Con la crisis del café, ya no había nada que hacer en el campo así que la gente migró a la ciudad. La casa en la que vivía la familia era un conventillo que tenía un patio gigantesco dividido a la mitad por una especie de maceteros, en él habían dos árboles, uno de ciruelos y otro de cantutas, también había gallinas. Vivían allí como 8 familias.

En la ciudad, Julio se dedicó a trabajar como taxista, fue uno de los fundadores de una cooperativa de taxis llamada Taxiservis. Trabajó en turismo muchos años. Tenía alianzas con los hoteles Sheraton y Trillón, de La Paz. Hacía viajes a Tiahuanaco, al Chacaltaya, a Coroico y a Caranavi. Después, a Puno, Ilo, Desaguadero e incluso Buenos Aires; sin embargo, durante la dictadura de Hugo Banzer, fue exiliado a Cuba acusado de ser comunista.

—Mi mamá nunca habló del exilio, simplemente dijo que se había ido de viaje a Cuba y mis hermanos lo creyeron.

—¿Durante ese tiempo tuvieron contacto con él?

—A lo largo de ese año, mi papá sólo mantuvo contacto con mi mamá y ella nos decía que estaba bien, que estaba trabajando. En cierta forma nosotros no queríamos saber, en esa época todas las noticias eran muy feas. Era época de dictadura. Todos intentamos bloquear eso.

De regreso en Bolivia “hubo un momento de crisis, mi papá no tenía trabajo hasta que consiguió uno en la Alcaldía, trabajaba en la división de vehículos. Trabajó ahí por más de 15 años hasta que se jubiló”, dice Hugo Sánchez.

> [EJERCICIOS PROPUESTOS]:
**a)** ¿Cómo se llamaba la cooperativa de taxis que Julio ayudó a fundar, según el relato sobre Julio?
**b)** Prolonga el relato sobre Julio a partir de su última frase.
El listado no tiene ningún papel en esto.

> [INFORMACIÓN PROPORCIONADA]:
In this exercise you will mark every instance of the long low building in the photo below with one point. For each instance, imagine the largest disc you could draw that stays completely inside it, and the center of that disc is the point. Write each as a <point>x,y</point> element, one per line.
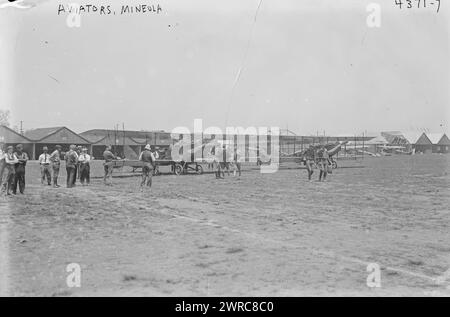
<point>129,144</point>
<point>50,137</point>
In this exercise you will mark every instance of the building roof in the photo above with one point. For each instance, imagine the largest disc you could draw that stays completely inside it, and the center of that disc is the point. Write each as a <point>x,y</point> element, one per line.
<point>110,140</point>
<point>377,140</point>
<point>435,137</point>
<point>120,133</point>
<point>8,135</point>
<point>61,135</point>
<point>418,138</point>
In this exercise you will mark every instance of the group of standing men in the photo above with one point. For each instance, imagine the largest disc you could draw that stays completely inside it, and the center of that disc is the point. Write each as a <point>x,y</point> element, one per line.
<point>319,157</point>
<point>13,163</point>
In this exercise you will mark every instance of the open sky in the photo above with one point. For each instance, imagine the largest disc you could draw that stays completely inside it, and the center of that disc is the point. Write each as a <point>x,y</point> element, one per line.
<point>311,66</point>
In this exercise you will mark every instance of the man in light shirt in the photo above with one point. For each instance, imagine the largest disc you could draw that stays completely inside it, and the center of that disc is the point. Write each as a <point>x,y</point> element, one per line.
<point>44,162</point>
<point>55,158</point>
<point>71,164</point>
<point>83,161</point>
<point>108,165</point>
<point>2,162</point>
<point>148,164</point>
<point>10,171</point>
<point>19,180</point>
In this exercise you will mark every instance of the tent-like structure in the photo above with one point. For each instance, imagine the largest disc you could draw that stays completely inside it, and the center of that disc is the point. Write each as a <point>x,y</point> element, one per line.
<point>440,141</point>
<point>419,142</point>
<point>50,137</point>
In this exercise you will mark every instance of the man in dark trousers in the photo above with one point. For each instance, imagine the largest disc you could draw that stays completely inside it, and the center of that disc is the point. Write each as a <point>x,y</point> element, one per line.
<point>84,167</point>
<point>148,160</point>
<point>71,163</point>
<point>108,165</point>
<point>9,170</point>
<point>20,169</point>
<point>55,158</point>
<point>44,162</point>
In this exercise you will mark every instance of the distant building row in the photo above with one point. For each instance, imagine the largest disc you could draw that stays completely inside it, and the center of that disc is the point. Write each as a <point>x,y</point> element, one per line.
<point>130,143</point>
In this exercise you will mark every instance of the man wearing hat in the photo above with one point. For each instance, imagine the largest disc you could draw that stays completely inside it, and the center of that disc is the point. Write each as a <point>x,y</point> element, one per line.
<point>9,171</point>
<point>44,162</point>
<point>55,158</point>
<point>71,163</point>
<point>2,161</point>
<point>148,160</point>
<point>20,169</point>
<point>108,165</point>
<point>83,161</point>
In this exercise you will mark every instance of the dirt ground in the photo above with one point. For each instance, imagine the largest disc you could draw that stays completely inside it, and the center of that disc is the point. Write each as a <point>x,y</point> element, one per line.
<point>257,235</point>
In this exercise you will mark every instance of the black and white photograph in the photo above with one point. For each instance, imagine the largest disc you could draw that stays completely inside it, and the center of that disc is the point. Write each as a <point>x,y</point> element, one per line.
<point>249,149</point>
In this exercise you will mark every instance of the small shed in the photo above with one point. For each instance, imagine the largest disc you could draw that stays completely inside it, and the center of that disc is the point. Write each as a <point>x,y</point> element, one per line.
<point>419,142</point>
<point>440,141</point>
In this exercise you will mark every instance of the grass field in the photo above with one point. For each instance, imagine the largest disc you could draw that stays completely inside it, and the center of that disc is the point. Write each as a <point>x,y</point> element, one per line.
<point>260,234</point>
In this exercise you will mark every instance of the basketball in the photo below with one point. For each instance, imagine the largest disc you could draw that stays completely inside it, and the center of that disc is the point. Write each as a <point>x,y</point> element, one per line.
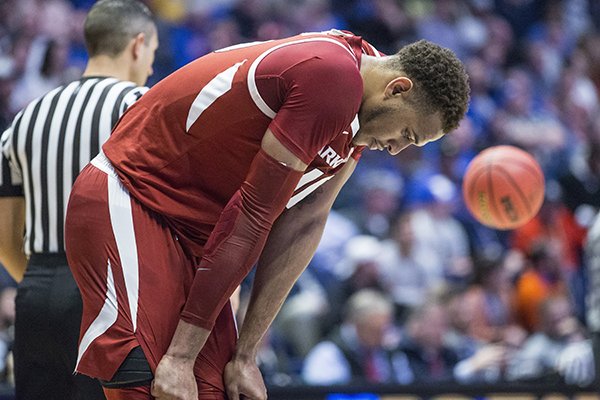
<point>503,187</point>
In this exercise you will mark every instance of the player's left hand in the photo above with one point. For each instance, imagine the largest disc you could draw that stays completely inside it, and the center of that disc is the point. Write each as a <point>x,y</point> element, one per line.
<point>243,380</point>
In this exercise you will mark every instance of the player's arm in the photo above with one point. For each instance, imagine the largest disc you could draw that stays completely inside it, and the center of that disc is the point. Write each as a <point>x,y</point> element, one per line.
<point>230,252</point>
<point>12,225</point>
<point>290,247</point>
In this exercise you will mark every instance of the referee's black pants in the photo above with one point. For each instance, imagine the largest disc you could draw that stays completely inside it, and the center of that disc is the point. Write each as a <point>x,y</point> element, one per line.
<point>48,314</point>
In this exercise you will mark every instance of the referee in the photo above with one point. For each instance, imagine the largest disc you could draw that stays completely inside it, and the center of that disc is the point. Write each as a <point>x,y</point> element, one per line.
<point>44,149</point>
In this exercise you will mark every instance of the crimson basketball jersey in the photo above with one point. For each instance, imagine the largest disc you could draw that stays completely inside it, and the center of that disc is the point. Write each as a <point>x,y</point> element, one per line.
<point>185,148</point>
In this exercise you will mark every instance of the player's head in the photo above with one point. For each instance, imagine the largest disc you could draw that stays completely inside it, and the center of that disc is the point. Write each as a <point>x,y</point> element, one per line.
<point>125,30</point>
<point>412,97</point>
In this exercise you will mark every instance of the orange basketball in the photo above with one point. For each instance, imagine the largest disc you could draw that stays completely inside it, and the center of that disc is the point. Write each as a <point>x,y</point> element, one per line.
<point>503,187</point>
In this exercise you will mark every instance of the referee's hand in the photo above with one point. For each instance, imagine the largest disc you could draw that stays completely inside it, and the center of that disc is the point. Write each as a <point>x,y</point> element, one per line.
<point>174,380</point>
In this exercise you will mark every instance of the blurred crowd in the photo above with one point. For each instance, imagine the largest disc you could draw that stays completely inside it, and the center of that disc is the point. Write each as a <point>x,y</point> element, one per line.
<point>406,286</point>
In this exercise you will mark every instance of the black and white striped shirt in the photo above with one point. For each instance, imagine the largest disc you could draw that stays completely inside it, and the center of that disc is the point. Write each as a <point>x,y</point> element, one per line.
<point>49,143</point>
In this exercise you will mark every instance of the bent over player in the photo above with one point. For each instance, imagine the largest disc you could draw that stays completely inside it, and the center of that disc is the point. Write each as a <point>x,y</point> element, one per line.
<point>233,159</point>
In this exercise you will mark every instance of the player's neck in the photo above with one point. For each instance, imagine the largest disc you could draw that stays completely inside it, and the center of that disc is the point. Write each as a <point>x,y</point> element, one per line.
<point>107,66</point>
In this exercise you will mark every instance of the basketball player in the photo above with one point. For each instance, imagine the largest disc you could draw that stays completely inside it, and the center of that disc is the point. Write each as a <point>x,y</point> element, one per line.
<point>237,156</point>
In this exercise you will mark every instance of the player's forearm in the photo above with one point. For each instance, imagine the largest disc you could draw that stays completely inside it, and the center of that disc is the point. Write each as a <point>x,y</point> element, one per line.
<point>288,251</point>
<point>238,238</point>
<point>187,341</point>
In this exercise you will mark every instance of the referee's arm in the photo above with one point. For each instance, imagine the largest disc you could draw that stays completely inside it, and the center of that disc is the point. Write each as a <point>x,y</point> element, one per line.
<point>12,225</point>
<point>12,219</point>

> [RESPUESTAS DADAS]:
**a)** Taxiservis.

**b)**
En esa época también compró un terreno en la zona de Mallasa donde hizo construir una casa que se convertiría en la herencia de dos de sus hijos. Los tres varones restantes tendrían su espacio en la que fue su vivienda de infancia, en San Pedro. Allí, don Julio también hizo construir una casa tras la muerte de su padre.

—Mis hijos (Camilo y Melina) lo encontraron, llamaron a su papá y le dijeron “creo que el abuelo se ha muerto”, ambos lloraban —comenta Gladis Cabezas, nuera de don Julio.

En Mallasa vivió sus últimos años, rodeado de sus nietos.

—Bajamos a las 8.00 con Meli (hermana menor de Camilo) para darle su desayuno y no se movía. Me acerqué, nos desesperamos, lo quisimos levantar y no despertaba. Teníamos 20 Bs para las emergencias; corrimos a comprar una tarjeta para llamar a mis papás y esperamos en el patio hasta que lleguen. Fue muy difícil encontrarlo así.

—Él como papá ha cumplido todo, no nos habrá dado un cariño, así bien grande, pero nos ha dado lo necesario. Era seco en sus sentimientos: su papá lo ha criado así a él, se repite la historia.